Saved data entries
BEGIN

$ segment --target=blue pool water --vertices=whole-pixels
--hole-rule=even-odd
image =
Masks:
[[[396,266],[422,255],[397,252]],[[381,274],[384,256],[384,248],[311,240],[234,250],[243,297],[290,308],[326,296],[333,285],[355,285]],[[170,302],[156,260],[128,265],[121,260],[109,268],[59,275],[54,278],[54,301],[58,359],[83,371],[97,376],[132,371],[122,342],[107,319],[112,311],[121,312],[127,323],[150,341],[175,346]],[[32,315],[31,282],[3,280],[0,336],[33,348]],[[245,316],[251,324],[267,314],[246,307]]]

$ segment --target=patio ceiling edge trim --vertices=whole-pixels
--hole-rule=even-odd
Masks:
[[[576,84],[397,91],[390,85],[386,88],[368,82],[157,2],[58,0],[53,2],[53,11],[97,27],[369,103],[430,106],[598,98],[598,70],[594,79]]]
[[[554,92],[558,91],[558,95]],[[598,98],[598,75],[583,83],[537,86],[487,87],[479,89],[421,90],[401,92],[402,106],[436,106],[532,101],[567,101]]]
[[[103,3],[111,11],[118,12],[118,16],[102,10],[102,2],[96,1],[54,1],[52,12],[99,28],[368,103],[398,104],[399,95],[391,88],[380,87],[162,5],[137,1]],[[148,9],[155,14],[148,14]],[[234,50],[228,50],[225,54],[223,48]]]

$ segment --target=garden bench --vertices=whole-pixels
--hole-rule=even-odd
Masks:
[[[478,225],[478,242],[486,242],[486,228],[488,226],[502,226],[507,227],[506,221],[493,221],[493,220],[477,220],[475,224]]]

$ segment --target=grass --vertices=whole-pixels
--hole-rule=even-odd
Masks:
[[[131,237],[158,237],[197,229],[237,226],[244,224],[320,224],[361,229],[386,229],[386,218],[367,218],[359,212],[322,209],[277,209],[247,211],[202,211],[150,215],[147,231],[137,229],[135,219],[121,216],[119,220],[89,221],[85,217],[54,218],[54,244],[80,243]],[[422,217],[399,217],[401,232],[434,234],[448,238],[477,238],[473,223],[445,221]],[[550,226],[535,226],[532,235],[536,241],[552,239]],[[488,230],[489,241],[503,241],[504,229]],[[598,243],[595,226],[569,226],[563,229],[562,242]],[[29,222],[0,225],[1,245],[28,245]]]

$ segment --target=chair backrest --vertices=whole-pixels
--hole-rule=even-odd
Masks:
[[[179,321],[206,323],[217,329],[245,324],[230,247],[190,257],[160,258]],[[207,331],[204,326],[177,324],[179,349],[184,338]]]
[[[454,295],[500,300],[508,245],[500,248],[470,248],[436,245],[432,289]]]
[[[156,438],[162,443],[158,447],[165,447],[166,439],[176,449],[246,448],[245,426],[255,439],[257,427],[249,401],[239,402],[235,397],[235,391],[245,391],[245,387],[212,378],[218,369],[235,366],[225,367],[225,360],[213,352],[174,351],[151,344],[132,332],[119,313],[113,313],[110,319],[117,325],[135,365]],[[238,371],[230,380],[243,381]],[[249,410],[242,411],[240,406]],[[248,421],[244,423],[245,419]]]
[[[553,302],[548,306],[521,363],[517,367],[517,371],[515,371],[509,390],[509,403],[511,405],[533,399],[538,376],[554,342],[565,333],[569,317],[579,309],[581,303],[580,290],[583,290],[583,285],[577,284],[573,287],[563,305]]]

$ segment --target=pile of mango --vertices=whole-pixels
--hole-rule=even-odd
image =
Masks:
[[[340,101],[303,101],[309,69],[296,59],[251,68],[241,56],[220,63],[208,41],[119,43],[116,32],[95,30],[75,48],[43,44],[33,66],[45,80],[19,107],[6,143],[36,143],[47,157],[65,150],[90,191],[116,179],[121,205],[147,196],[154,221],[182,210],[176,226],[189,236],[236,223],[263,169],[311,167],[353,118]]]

END

### How to complete this task
The records above are to be set down again exactly as written.

### Solution
$ segment --target=blue pool water --vertices=whole-pixels
--hole-rule=even-odd
image =
Masks:
[[[396,266],[422,255],[397,252]],[[381,274],[384,256],[384,248],[311,240],[234,250],[243,297],[290,308],[326,296],[333,285],[355,285]],[[170,302],[156,260],[128,265],[121,260],[109,268],[59,275],[54,278],[54,301],[58,359],[83,371],[97,376],[132,371],[122,342],[107,319],[112,311],[121,312],[127,323],[150,341],[175,346]],[[32,315],[31,282],[3,280],[0,336],[33,348]],[[245,316],[251,324],[267,314],[246,307]]]

$ segment --target=patio ceiling edge trim --vertices=whole-pixels
--hole-rule=even-odd
Masks:
[[[576,84],[397,91],[390,85],[386,88],[368,82],[157,2],[58,0],[53,2],[53,11],[97,27],[369,103],[430,106],[598,98],[598,70],[594,79]]]
[[[554,92],[558,91],[558,95]],[[598,98],[598,75],[583,83],[537,86],[487,87],[479,89],[421,90],[401,92],[402,106],[436,106],[532,101],[567,101]]]
[[[103,3],[111,11],[118,12],[118,16],[102,10],[102,2],[96,1],[54,1],[52,12],[99,28],[368,103],[398,104],[399,95],[391,88],[380,87],[162,5],[137,1]],[[148,9],[155,14],[148,14]],[[234,50],[228,50],[225,54],[223,48]]]

$ segment --target=garden bench --vertices=whole-pixels
--hole-rule=even-odd
Masks:
[[[478,225],[478,242],[486,242],[486,228],[488,226],[502,226],[507,227],[506,221],[493,221],[493,220],[477,220],[475,224]]]

$ segment --target=grass --vertices=whole-pixels
--hole-rule=even-odd
Masks:
[[[131,237],[158,237],[197,229],[237,226],[244,224],[320,224],[361,229],[386,229],[386,218],[367,218],[359,212],[322,209],[277,209],[247,211],[202,211],[150,215],[147,231],[137,229],[135,219],[121,216],[119,220],[89,221],[85,217],[54,218],[54,244],[80,243]],[[422,217],[399,217],[401,232],[434,234],[448,238],[477,238],[473,223],[445,221]],[[550,226],[535,226],[532,235],[536,241],[552,239]],[[488,230],[489,241],[503,241],[504,229]],[[598,243],[595,226],[569,226],[563,229],[562,242]],[[29,222],[0,225],[1,245],[28,245]]]

$ segment --target=chair backrest --vertices=whole-pixels
--hole-rule=even-odd
Masks:
[[[179,321],[206,323],[217,329],[245,324],[230,247],[190,257],[160,258]],[[207,331],[204,326],[177,324],[179,349],[184,338]]]
[[[454,295],[500,300],[508,245],[500,248],[470,248],[436,245],[432,289]]]
[[[156,438],[162,443],[158,447],[165,447],[166,439],[176,449],[246,448],[245,426],[255,439],[257,427],[249,401],[239,402],[235,397],[235,391],[245,391],[245,387],[212,378],[218,369],[235,366],[225,367],[225,360],[213,352],[174,351],[151,344],[132,332],[119,313],[113,313],[110,319],[117,325],[135,365]],[[238,371],[230,380],[243,381]],[[249,410],[242,411],[240,406]],[[248,421],[244,423],[245,419]]]
[[[553,302],[548,306],[521,363],[517,367],[517,371],[515,371],[509,390],[509,403],[511,405],[533,399],[538,376],[554,342],[565,333],[569,317],[579,309],[581,303],[580,290],[583,290],[583,285],[577,284],[573,287],[563,305]]]

$ segment --target=pile of mango --vertices=whole-pixels
--hole-rule=even-odd
image =
Masks:
[[[340,101],[303,101],[309,69],[296,59],[251,68],[241,56],[220,63],[208,41],[119,43],[116,32],[95,30],[75,48],[43,44],[33,66],[45,80],[19,107],[6,143],[36,143],[47,157],[65,150],[90,191],[116,179],[121,205],[147,196],[154,221],[182,210],[176,226],[189,236],[236,223],[263,169],[311,167],[353,118]]]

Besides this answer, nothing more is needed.